__Set of tasks__
**A)** For the commentary on global chaos, decide whether each statement below agrees with the text. Give yes or no for each, with the deciding words of the text quoted exactly.
(i) Global military spending rose by nine percent, according to the IISS report.
(ii) Arms spending is expected to fall this year.
(iii) Haass issued his warning two decades ago.
**B)** Carry the commentary on global chaos forward from its final sentence.

[Start of Source extract]

In his most recent address to the United Nations General Assembly, in which he outlined his priorities for 2024, Secretary-General Antonio Guterres warned that “the world is entering an era of chaos." He pointed to the deep divisions in the Security Council, which have left it incapable of addressing pressing issues, like the recent war in Gaza.
Guterres had discussed the political chaos and military conflicts ravaging the globe a few days prior, after having warned that our planet’s ecological crisis was shifting from the phase of "global warming" and was on the brink of a "boiling age." Both crises will doubtlessly deepen the chaos.
Guterres' alarming statements are intended to preempt the UN Summit of the Future and its outcomes.
A question comes to mind: what future are they talking about at a time when the Security Council has been locked in gridlock because of geopolitical divisions? This question is especially pertinent following the tectonic shift in the global landscape that followed the end of the Cold War, when there had been mechanisms that facilitated the management of superpower relations. These mechanisms are absent today, perhaps due to the rise of a multipolar world.
This is a calamitous era of chaos and a century of history's revenge because of wanton chaos and its unpredictable outcomes. It is as though the course of history is snowballing from the top of a mountain, descending quickly to the bottom where it will implode.
The state of the world renders the question redundant - skeptics should read up on the recent reports regarding militarization of outer space, including Russia's deployment of nuclear missiles there, which is certainly a response to similar American, and eventually Chinese, programs. The paths to chaos have surpassed planet Earth to reach outer space.
Guterres' statements were confirmed by the data from the "Military Balance” report issued earlier this year by the International Institute for Strategic Studies (IISS) in London. The report leaves no doubt that the past year has created a highly volatile global security environment, likely heralding a more dangerous decade defined by the use of military force in pursuit of objectives. Indeed, there has been a nine percent increase in global military spending, which rose to an unprecedented $2.2 trillion. The catastrophe, not mere development, is that further increases in arms spending are expected this year. Those who are suffering on this Earth, those struggling to find bread and water, are an afterthought.
One thought-provoking question that immediately jumps to any reader’s mind is this: Who is responsible for our entry into this interesting and dangerous stage? Without much debate, the majority would answer: The United States of America. Interestingly, the answers of the general public do not differ much from those of the elites in the US itself.
Have you heard of the arguments that America’s most prominent foreign policy theorist, Richard Haass’s book “A World in Disarray: American Foreign Policy and the Crisis of the Old Order” presented regarding global chaos?
Haass warned, a decade and a half ago, of a terrifying world in which the status of the United States is shaken, as well as the implications that would have on all aspects of international politics. His view could be summed up as follows: the US-led world order is no longer sustainable after the collapse of its foundational pillars.

[End of Source extract]
[Start of Stored records]

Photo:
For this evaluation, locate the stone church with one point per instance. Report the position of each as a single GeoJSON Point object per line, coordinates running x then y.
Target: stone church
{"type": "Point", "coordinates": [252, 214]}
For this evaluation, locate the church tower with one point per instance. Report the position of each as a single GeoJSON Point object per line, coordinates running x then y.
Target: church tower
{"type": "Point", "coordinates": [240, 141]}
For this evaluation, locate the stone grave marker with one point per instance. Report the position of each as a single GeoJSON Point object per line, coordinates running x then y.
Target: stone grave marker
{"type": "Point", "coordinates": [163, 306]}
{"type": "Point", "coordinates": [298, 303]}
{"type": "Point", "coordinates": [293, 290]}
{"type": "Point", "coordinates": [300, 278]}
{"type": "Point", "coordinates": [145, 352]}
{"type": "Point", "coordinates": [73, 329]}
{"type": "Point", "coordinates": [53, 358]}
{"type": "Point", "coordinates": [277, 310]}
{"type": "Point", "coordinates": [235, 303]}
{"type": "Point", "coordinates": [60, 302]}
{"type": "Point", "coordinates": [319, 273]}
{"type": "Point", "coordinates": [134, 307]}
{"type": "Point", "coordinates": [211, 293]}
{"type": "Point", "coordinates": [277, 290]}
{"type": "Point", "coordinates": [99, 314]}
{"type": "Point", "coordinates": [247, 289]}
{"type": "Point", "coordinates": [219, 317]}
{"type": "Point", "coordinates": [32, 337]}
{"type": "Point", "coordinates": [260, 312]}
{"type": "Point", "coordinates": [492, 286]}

[End of Stored records]

__Answers to the exercises__
**A)**
(i) Yes: "there has been a nine percent increase in global military spending, which rose to an unprecedented $2.2 trillion."
(ii) No: "further increases in arms spending are expected this year."
(iii) No: "Haass warned, a decade and a half ago, of a terrifying world in which the status of the United States is shaken"

**B)**
This claim demands diligent examination and scrutiny. It implies that the post-World War II framework of international politics, which had remained in place throughout the Cold War, had ended. Not only that, but he also boldly asserted that Washington's leadership of the new unipolar world did not endure for more than a decade and a half, from the beginning of the 1990s to the time of the American financial crisis in 2008. Thus, an era of chaos is indeed upon us. It has taken the form of threats and swift, unexpected shifts.
It goes without saying that the era of chaos, as outlined by Guterres and Haass, is deepened by the crisis of the "uncertainty of polarity." The bipolar era dominated by the Soviet Union and the United States has ended, but the international scene remains cloudy and ambiguous. Talk of a tri-polar world, whereby China is added to the mix, does not hold to scrutiny. Indeed, despite being a contender, Beijing has not reached a level where it can declare itself an equal rival to Washington. And, despite its hypersonic missiles on land and its obscure capabilities in outer space, Moscow cannot provide an effective global political umbrella, nor can it maintain military bases spread across 177 locations around the world. The United States can; the world is brimming with its forces and its people are constantly preoccupied with their presence.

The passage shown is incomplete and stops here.